**EXERCISE DIRECTIONS:** In the forum thread below about turning down a literary agent, what does the agent want to do with the writer's proposal?

[START OF EXCERPTED TEXT]

I've been offered representation by an agent who doesn't check out as evil, but has a short track record and seems a bit too anxious. (I've posted about this elsewhere; she wants to send my proposal out to editors without making any changes.)

Could you please comment on my draft email to her, with the subject line "Thanks":

"Dear X,

Thanks for sending the copy of your agency agreement.

After much thought, I have decided to pass on your offer of representation. I know that I am taking the risk that I won't find another agent who shares your enthusiasm for this project.

Thank you again for your time and consideration."

Comments? Is it OK that I don't put in a reason, like "not a good fit"?

Thanks.

Noddy

Bartholomew
12-30-2006, 08:42 PM
Just be sure not to burn any bridges.

Siddow
12-30-2006, 08:44 PM
Why did you query an agent who isn't a 'good fit'?

Is there something wrong with the agreement? You could negotiate that. Most people would LOVE to have an enthusiastic agent offer representation. Maybe she doesn't want to make changes because no changes are neccesary.

Personally, I think you're cutting off your nose to spite your face. But I'll go look at your other postings, and come back if I've changed my mind.

Siddow
12-30-2006, 08:58 PM
Okay, I see this is non-fic. I'm no expert by any means, but the way I understand it to work is that the final product is actually sold on the idea, and then developed with editor input. Not a lot of sense for the agent to suggest changes at this point. If the idea is solid, then the fine details will be worked out along with the editor who has taken on the project.

[END OF EXCERPTED TEXT]
[START OF INFORMATION PROVIDED]

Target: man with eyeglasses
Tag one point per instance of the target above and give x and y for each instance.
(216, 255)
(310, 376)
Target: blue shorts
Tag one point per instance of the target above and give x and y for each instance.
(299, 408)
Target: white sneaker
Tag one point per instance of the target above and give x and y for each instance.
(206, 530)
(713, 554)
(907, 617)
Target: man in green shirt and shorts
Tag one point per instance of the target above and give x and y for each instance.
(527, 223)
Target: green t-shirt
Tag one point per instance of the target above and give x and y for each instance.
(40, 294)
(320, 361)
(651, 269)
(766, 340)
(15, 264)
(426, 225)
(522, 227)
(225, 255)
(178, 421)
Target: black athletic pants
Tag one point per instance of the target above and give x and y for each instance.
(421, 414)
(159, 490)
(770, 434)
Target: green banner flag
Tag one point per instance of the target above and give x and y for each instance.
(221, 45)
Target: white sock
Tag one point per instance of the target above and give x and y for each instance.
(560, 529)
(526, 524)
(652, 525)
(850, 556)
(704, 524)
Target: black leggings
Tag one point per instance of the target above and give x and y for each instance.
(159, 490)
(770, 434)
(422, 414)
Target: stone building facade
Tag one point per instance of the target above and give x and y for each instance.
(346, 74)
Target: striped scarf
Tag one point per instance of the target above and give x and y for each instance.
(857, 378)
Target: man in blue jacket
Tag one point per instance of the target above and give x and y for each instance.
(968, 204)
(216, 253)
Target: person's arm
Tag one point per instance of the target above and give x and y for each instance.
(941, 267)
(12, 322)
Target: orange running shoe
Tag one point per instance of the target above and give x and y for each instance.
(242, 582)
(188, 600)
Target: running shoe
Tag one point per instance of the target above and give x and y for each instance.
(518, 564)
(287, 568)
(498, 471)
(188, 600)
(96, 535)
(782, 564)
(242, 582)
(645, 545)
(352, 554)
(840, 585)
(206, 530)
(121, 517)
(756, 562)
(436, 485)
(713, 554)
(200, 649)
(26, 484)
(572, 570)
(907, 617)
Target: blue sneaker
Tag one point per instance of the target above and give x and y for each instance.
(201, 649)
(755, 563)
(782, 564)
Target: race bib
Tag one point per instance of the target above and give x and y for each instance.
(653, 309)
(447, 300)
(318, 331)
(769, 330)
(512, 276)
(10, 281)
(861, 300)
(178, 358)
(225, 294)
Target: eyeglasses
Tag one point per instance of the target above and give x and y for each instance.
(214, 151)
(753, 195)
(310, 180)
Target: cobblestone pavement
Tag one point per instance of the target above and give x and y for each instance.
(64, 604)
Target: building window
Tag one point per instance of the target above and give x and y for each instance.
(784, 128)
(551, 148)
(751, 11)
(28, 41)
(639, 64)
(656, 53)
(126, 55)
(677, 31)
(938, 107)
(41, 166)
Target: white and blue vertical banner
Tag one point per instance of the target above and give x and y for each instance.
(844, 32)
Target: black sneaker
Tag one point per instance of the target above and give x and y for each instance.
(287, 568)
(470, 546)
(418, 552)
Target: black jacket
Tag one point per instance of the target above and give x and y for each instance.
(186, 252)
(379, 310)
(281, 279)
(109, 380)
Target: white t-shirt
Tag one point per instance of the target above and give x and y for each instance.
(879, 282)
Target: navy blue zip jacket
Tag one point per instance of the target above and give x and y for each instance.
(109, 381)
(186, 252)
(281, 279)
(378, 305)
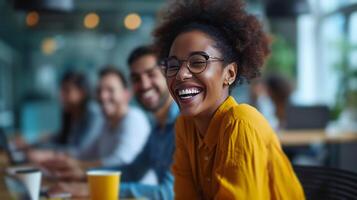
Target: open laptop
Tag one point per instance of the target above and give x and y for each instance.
(15, 156)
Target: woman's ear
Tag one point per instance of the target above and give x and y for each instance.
(230, 73)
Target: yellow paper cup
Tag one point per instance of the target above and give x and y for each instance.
(104, 184)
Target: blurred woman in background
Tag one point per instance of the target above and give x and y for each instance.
(81, 120)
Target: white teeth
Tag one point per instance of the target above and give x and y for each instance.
(188, 91)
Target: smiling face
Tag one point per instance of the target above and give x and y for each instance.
(198, 95)
(149, 83)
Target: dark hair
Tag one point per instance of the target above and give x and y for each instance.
(80, 81)
(110, 69)
(238, 35)
(140, 51)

[END OF INFORMATION PROVIDED]

**EXPECTED ANSWER:** She wants to send the proposal out to editors without making any changes.